**Task prompt**
Transcribe the lines below verbatim, from the first one down to the line containing "pixel 144 746", both ends included. Omit the pictures from your transcription.

**Task data**
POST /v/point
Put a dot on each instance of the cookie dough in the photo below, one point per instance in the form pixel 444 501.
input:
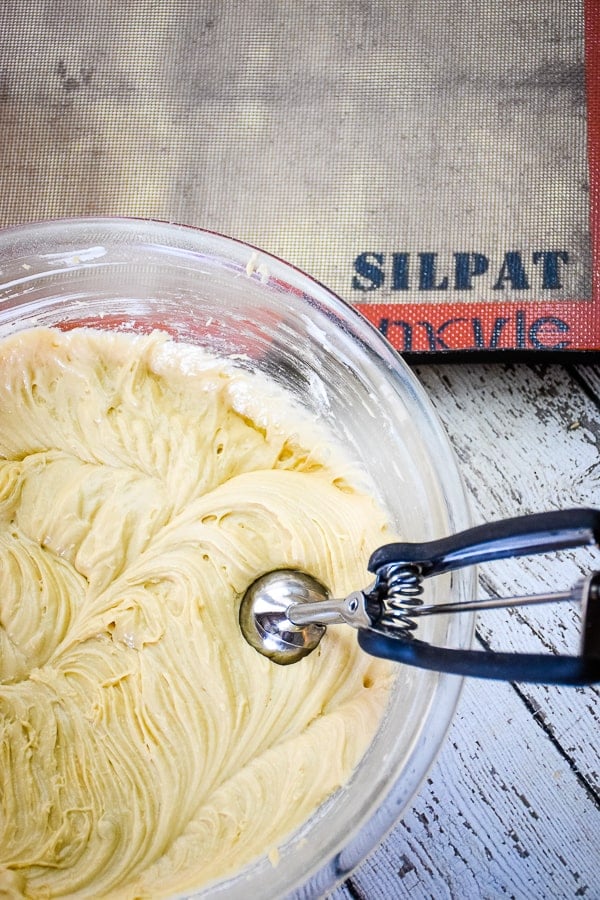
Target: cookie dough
pixel 144 746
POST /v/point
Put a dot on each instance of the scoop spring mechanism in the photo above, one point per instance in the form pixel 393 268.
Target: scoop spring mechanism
pixel 284 614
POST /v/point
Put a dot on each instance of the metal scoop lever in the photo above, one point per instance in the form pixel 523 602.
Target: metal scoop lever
pixel 284 613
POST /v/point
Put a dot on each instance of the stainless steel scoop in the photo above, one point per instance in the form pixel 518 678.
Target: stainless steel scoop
pixel 284 613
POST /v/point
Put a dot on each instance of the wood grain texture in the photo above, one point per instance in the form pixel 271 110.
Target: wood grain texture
pixel 512 808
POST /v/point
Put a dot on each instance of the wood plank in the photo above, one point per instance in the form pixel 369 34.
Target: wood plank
pixel 502 814
pixel 512 808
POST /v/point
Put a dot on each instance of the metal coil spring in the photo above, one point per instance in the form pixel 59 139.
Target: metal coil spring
pixel 401 586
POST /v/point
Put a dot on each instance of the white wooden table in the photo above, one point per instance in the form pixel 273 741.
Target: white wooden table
pixel 512 807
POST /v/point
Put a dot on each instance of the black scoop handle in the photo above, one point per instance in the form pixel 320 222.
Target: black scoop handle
pixel 520 536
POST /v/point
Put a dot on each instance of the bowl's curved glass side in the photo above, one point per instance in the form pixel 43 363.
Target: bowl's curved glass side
pixel 242 303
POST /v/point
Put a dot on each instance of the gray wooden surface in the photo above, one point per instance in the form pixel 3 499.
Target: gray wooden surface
pixel 512 806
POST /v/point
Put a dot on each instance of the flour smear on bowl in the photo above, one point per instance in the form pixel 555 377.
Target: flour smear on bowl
pixel 144 484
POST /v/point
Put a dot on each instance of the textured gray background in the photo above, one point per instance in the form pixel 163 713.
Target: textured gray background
pixel 314 130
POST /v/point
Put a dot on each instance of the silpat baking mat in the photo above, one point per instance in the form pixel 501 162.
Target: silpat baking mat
pixel 430 162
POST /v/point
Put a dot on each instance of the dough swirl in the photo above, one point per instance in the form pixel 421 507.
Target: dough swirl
pixel 144 745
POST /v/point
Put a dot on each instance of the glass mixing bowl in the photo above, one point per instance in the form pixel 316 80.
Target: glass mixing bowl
pixel 245 304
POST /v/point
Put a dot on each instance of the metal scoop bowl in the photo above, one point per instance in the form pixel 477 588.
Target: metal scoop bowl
pixel 284 613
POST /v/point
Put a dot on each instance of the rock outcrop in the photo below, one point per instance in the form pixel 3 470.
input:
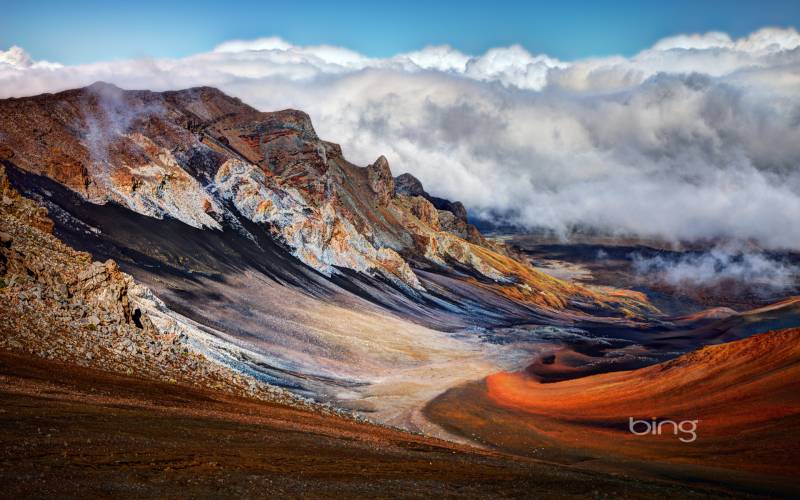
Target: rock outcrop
pixel 206 159
pixel 58 304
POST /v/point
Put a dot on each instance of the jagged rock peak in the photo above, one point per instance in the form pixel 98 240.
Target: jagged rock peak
pixel 381 180
pixel 408 185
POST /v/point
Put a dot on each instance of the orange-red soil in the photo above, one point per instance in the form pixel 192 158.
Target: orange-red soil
pixel 76 432
pixel 744 395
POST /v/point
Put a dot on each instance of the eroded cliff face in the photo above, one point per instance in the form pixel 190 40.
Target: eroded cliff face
pixel 57 303
pixel 205 158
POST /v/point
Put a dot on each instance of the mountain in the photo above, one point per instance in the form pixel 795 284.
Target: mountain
pixel 283 259
pixel 741 396
pixel 188 239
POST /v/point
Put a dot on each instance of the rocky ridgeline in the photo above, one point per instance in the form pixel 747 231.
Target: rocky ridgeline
pixel 185 154
pixel 207 159
pixel 57 304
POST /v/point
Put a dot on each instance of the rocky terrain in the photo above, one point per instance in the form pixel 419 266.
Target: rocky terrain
pixel 744 388
pixel 58 304
pixel 231 256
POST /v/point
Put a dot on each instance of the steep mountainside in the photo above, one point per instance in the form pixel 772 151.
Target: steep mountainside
pixel 208 160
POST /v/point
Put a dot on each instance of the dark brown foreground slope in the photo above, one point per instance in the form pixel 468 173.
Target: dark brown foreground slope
pixel 68 431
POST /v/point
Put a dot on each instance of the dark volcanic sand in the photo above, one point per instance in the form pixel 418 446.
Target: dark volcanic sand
pixel 67 431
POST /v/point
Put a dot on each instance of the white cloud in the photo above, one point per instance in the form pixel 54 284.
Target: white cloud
pixel 693 138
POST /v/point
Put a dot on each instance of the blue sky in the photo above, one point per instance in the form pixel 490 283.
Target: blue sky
pixel 79 32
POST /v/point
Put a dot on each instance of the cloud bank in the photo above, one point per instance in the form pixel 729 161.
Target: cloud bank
pixel 721 265
pixel 697 137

**Complete response**
POST /v/point
Put a dot on each instance of the cookie dough in the photo below, one point per instance in the form pixel 444 501.
input:
Target: cookie dough
pixel 144 746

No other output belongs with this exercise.